WORK INSTRUCTIONS:
Print out every record exactly as it appears.
###
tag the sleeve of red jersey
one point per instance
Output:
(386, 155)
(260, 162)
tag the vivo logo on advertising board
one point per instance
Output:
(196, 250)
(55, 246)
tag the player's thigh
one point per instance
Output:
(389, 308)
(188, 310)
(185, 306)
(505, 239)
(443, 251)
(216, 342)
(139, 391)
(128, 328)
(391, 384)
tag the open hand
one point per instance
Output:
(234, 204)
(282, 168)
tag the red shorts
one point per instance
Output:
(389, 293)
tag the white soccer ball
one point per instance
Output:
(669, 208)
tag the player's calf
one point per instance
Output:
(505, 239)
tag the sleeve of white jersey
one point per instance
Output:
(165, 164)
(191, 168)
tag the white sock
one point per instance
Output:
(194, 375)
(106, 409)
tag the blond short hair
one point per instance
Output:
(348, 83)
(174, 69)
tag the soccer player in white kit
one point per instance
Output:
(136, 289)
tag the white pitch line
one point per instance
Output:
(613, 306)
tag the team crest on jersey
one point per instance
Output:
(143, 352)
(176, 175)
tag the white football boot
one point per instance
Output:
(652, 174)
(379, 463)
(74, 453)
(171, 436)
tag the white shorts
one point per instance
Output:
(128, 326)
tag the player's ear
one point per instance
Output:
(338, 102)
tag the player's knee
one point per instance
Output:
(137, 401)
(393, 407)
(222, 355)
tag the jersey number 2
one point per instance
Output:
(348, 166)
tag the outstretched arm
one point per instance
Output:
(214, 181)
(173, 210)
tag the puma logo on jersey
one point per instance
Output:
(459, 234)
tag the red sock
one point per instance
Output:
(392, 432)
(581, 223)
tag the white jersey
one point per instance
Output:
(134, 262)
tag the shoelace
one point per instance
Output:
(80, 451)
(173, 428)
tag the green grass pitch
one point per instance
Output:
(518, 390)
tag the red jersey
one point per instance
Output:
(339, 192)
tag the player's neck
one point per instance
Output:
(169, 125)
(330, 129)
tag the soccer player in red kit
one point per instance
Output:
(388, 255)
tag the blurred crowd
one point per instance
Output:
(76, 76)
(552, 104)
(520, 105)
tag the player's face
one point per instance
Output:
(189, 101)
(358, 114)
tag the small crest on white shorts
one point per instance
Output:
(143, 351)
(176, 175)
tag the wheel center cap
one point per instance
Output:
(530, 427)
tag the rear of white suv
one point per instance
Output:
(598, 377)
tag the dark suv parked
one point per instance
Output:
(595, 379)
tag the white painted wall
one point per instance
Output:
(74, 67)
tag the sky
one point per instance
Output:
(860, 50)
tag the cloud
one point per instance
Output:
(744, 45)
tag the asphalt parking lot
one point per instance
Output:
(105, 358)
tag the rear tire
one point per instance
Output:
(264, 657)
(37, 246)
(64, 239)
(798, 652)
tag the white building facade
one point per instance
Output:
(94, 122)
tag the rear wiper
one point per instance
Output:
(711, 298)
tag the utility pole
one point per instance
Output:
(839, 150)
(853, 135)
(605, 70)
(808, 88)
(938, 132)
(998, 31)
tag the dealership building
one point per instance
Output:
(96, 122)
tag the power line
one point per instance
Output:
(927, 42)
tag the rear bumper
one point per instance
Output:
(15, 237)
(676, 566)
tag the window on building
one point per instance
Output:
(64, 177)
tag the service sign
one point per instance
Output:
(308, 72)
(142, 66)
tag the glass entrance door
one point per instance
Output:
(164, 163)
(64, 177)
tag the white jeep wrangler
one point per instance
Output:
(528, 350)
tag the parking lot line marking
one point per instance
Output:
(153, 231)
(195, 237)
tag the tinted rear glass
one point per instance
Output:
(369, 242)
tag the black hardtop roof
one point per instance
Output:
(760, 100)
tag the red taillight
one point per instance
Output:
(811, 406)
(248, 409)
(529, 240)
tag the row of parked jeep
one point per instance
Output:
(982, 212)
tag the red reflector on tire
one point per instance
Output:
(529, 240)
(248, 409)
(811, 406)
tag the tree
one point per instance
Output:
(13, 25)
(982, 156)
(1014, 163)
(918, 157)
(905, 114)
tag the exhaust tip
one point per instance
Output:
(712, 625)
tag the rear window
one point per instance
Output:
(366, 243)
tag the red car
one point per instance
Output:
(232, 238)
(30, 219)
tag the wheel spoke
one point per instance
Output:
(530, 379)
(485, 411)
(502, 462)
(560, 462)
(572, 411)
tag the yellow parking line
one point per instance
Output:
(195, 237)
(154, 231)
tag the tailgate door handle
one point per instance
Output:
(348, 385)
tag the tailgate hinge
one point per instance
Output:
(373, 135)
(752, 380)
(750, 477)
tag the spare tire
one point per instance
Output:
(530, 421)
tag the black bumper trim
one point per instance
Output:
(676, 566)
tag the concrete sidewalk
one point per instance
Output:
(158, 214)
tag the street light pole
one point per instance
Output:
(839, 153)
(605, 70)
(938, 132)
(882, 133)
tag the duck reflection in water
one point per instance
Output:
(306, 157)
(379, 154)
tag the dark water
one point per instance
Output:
###
OUTPUT OF THE TASK:
tag the sleeve of red jersey
one point per instance
Output:
(386, 155)
(260, 162)
tag the vivo logo on advertising board
one point per instance
Output:
(196, 250)
(55, 246)
tag the player's thigh
one point per instance
Output:
(389, 308)
(188, 310)
(185, 306)
(505, 239)
(443, 251)
(216, 342)
(139, 391)
(128, 328)
(391, 384)
tag the open hand
one point per instance
Output:
(234, 204)
(282, 168)
tag the red shorts
one point per instance
Output:
(389, 293)
tag the white soccer ball
one point per instance
Output:
(669, 208)
tag the player's calf
one point per instance
Output:
(505, 239)
tag the sleeve of white jersey
one point per instance
Output:
(165, 164)
(191, 168)
tag the white sock
one point per instance
Output:
(194, 375)
(106, 409)
tag the blond short hair
one point per instance
Output:
(348, 83)
(174, 69)
tag the soccer player in white kit
one point per instance
Output:
(136, 289)
tag the white pitch line
one point per instance
Output:
(613, 306)
tag the team crest on jersey
one point per instance
Output:
(143, 352)
(176, 175)
tag the white football boot
one point per instance
Output:
(652, 174)
(379, 463)
(74, 453)
(171, 436)
tag the white shorts
one point per instance
Output:
(128, 326)
tag the player's ear
one point per instance
Output:
(338, 102)
tag the player's knee
one point per instance
Output:
(137, 401)
(393, 407)
(222, 355)
tag the jersey number 2
one point per instance
Output:
(348, 166)
tag the outstretched arm
one point per instance
Output:
(214, 181)
(173, 210)
tag the puma logo on jersey
one point per instance
Output:
(459, 234)
tag the red sock
one point per instance
Output:
(392, 432)
(581, 223)
tag the white jersey
one point per instance
Output:
(134, 262)
tag the shoelace
one point per instance
Output:
(80, 451)
(173, 428)
tag the green grass pitch
one point per instance
Output:
(518, 390)
tag the red jersey
one point per instance
Output:
(339, 192)
tag the player's neck
one point per instance
Output:
(169, 125)
(330, 129)
tag the soccer player in red kit
one point per instance
Output:
(388, 255)
tag the blurred crowd
one point per instance
Output:
(76, 76)
(552, 104)
(520, 105)
tag the player's face
one point per instance
Output:
(189, 101)
(358, 114)
tag the small crest on white shorts
one point per instance
Output:
(143, 351)
(176, 175)
tag the wheel center cap
one point per instance
Output:
(530, 427)
tag the rear of white suv
one point per instance
Output:
(598, 377)
tag the dark suv parked
one point per instance
Output:
(595, 379)
tag the white painted wall
one point per instance
Output:
(74, 67)
tag the sky
one point per instance
Output:
(860, 50)
tag the cloud
one point per instance
Output:
(744, 45)
tag the asphalt parking lot
one point per instance
Output:
(105, 358)
tag the rear tire
one point per instance
Output:
(264, 657)
(37, 246)
(64, 239)
(798, 652)
tag the white building facade
one point per instance
Output:
(94, 122)
tag the rear wiper
one point per instance
Output:
(711, 298)
tag the utility pole
one point per instance
Output:
(839, 150)
(853, 135)
(605, 70)
(808, 88)
(938, 132)
(998, 31)
tag the dealership building
one point per instance
Output:
(96, 122)
tag the power line
one point per instance
Output:
(927, 42)
tag the rear bumper
one point per instance
Output:
(15, 237)
(676, 566)
tag the window on building
one point per instance
Output:
(64, 177)
tag the service sign
one point per instance
Output:
(308, 72)
(142, 66)
tag the glass entrance door
one point per instance
Output:
(164, 163)
(64, 177)
tag the white jeep wrangler
one point per instance
Output:
(528, 350)
tag the parking lot line marking
one point per instance
Output:
(153, 231)
(195, 237)
tag the tinted rear glass
one point per instance
Output:
(369, 242)
tag the black hardtop roof
one point per instance
Output:
(760, 100)
tag the red taillight
one point per instance
Output:
(811, 406)
(248, 409)
(529, 240)
tag the row of parked jeep
one point per instance
Output:
(982, 212)
tag the red reflector on tire
one point per instance
Output:
(529, 240)
(248, 409)
(811, 406)
tag the tree
one point per instance
Output:
(13, 25)
(982, 156)
(1014, 163)
(918, 157)
(905, 114)
tag the exhaust tip
one point per instance
Output:
(712, 625)
tag the rear window
one point per instance
Output:
(366, 243)
tag the red car
one point per instance
Output:
(232, 238)
(30, 219)
tag the wheel spoke
one point per instance
Output:
(530, 379)
(485, 411)
(502, 462)
(560, 462)
(572, 411)
tag the yellow parking line
one point per instance
Output:
(195, 237)
(154, 231)
tag the tailgate door handle
one point per instance
Output:
(348, 385)
tag the tailgate hinge
one point per instance
Output:
(373, 135)
(752, 380)
(750, 477)
tag the spare tire
one point per instance
Output:
(530, 421)
tag the black bumper trim
one point per instance
Output:
(676, 566)
tag the concrete sidewalk
one point per instance
Output:
(158, 214)
tag the street light pole
one point per instance
Output:
(839, 153)
(605, 70)
(938, 132)
(882, 133)
tag the duck reflection in water
one point per instance
Output:
(306, 157)
(379, 154)
tag the dark water
one point per instance
Output:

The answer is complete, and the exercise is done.